TEXT BLOCK
§

The Problem with Literary Genres & Categories

Books sign

Humans seem to like categories. We sort and label all over the place, including bookstores. Walking around any bookstore, you would think each story could be neatly classified: science fiction, fantasy, horror, romance, history, humor…the list goes on and on. But in reading books, it is easy to see how many stories defy conventional genres and categories.

Several years ago I went to a talk and book signing by Jasper Fforde. Fforde is best known for his Thursday Next series where his main character can jump from book to book, easily transgressing genres. To make things more interesting, this is a skill Thursday Next hones under the guidance of Miss Havisham, a character who originated in Great Expectations by Charles Dickens. Throughout the series, Thursday interacts with characters from books that span multiple centuries and genres, which, as Fforde pointed out in his talk, complicates things when trying to classify his books. Are his books fantasy because they contain minotaurs and fantastical worlds? Are they science fiction because of the time travel? Or maybe they belong in mystery because many of the plots center around Thursday solving some sort of literary crime. For this reason, Fforde pointed out that he was partial to doing away with genre classifications because many books do not in fact fit neatly in the categories we have set up.

Labeling books by genre is often limiting. For example, I stayed away from Stephen King for a long time because I always thought of him as just a horror writer. It was not a genre that interested me, but after picking up King’s On Writing, I was inspired to delve into his fiction. I started with Carrie and soon after found myself devouring whatever King fiction I could get my hands on. Even though many of his books do have a strong horror element, they could also be classified in other ways. Take IT, for example. Of course this book fits neatly in the horror genre, but it is also a coming-of-age story, and I think it is that element more than the evil Pennywise the Clown that drew me into the book. It makes me wonder what other gems are hiding in sections like horror and mystery—areas of the bookstore I do not often visit.

Branding a book as Young Adult (YA) fiction is another way we may limit readership. YA is a huge category in bookstores right now. It seems that the Harry Potter series ushered in a new wave of YA writers. It is not that writers for the YA market did not exist before JK Rowling’s boy wizard arrived on the scene, but it was a moment where those in publishing seemed to finally take YA fiction seriously. But, YA readers are not just teens; adults are also diving into YA fiction. This raises a question: what makes a book YA? One thing that YA books tend to have in common is a main character who is a child or a teen. With the cross-generational appeal of books like Rowling’s and Pullman’s, it seems to me that having a young main character does not necessarily mean that a book is just for a young adult audience even though this seems to be the way the publishing industry markets such books.

§

PARTS OF THE EXERCISE
[1] Answer these questions from the text on literary genres:
(a) Under whose guidance does Thursday Next hone her skill of jumping between books?
(b) Which Stephen King novel did the writer start with after reading On Writing?
(c) What do YA books tend to have in common?
[2] In the text on literary genres, condense the paragraph that begins "Labeling books by genre is often limiting" into a short bulleted list that keeps its main facts.

STORED ROWS
§

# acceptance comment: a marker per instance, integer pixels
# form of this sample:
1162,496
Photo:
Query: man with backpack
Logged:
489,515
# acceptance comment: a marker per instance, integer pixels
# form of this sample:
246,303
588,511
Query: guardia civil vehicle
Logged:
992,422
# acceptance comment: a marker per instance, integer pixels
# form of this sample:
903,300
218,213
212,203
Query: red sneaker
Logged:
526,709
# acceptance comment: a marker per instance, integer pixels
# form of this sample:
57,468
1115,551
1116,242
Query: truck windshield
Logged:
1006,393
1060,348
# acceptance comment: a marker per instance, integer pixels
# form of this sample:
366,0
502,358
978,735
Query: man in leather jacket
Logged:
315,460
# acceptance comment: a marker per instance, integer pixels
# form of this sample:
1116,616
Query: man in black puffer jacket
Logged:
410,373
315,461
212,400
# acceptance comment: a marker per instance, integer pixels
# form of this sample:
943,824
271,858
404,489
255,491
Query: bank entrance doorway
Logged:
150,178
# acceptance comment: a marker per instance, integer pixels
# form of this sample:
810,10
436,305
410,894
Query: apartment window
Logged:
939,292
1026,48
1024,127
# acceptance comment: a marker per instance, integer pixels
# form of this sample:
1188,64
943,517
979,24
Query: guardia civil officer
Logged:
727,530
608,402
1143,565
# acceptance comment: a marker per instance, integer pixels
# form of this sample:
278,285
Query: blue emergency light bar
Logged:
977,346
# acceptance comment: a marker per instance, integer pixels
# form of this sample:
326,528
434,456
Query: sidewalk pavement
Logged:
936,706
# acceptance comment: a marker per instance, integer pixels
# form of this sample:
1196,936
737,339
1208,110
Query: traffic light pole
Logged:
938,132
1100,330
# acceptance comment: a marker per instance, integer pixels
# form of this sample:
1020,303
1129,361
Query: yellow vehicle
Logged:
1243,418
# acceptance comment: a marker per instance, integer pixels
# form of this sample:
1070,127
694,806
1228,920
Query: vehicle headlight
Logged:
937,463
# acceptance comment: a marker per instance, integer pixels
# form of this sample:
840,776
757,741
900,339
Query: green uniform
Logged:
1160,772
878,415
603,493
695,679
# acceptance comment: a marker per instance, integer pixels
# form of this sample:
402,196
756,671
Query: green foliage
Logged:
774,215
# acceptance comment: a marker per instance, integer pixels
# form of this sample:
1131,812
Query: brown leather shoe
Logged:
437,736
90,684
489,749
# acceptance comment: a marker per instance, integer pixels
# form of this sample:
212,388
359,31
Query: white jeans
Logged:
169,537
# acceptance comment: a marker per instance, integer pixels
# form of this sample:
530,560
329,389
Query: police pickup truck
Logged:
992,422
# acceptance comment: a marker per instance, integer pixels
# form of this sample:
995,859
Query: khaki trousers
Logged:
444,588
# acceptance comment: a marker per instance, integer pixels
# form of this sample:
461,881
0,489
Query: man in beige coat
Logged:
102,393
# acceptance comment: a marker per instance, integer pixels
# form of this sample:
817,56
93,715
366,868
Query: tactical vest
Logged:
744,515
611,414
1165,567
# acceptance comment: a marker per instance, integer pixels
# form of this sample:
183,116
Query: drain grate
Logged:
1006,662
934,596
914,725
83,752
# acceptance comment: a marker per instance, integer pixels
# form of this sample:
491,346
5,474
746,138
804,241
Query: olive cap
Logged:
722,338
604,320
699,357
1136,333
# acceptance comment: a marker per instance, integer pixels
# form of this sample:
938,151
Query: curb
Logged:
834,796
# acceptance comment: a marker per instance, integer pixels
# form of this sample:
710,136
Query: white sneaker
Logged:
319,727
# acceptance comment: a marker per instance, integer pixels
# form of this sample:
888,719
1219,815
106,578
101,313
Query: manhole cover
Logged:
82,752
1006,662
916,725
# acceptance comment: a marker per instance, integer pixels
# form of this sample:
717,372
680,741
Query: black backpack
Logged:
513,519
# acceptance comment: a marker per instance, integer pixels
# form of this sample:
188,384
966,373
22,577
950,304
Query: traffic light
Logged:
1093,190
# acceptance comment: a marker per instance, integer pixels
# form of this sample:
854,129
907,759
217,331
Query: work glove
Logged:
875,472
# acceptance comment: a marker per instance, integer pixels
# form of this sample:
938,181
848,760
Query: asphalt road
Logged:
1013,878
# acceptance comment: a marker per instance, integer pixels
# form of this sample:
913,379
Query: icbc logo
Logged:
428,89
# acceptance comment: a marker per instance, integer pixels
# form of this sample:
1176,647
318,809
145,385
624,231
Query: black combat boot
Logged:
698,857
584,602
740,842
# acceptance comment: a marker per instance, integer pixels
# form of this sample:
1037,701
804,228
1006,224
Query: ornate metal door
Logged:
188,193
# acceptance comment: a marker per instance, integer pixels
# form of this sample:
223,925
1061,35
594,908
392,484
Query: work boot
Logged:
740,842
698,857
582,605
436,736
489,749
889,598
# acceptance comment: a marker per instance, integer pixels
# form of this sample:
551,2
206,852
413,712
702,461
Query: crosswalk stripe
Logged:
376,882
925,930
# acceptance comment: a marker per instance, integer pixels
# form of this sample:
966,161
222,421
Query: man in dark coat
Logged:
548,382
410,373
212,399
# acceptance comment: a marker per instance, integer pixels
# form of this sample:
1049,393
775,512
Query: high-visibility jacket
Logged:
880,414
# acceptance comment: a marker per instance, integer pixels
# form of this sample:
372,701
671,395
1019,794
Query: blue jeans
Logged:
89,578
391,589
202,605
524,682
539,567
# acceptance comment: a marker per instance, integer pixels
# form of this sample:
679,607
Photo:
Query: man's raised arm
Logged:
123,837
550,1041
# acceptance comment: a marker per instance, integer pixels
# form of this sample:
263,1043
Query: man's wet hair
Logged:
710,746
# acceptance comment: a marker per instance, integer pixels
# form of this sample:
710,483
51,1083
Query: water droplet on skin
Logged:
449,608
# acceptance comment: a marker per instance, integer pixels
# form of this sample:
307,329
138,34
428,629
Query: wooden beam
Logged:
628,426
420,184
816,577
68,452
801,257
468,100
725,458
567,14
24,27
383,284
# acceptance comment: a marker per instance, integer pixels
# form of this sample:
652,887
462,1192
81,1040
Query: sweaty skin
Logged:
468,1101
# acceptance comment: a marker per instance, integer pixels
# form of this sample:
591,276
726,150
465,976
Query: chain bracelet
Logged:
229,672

§

ANSWERS IN ORDER
[1]
(a) Miss Havisham, a character from Charles Dickens's Great Expectations.
(b) Carrie.
(c) A main character who is a child or a teen.

[2]
- Genre labels often limit readers.
- The writer long avoided Stephen King, seeing him only as a horror writer.
- King's On Writing inspired the writer to try his fiction, starting with Carrie, and then to read as much of it as possible.
- Many King books have strong horror elements but could also be classified in other ways.
- IT is horror but also a coming-of-age story, and that element drew the writer in more than Pennywise the Clown.
- The writer wonders what other good books are in sections like horror and mystery, which the writer rarely visits.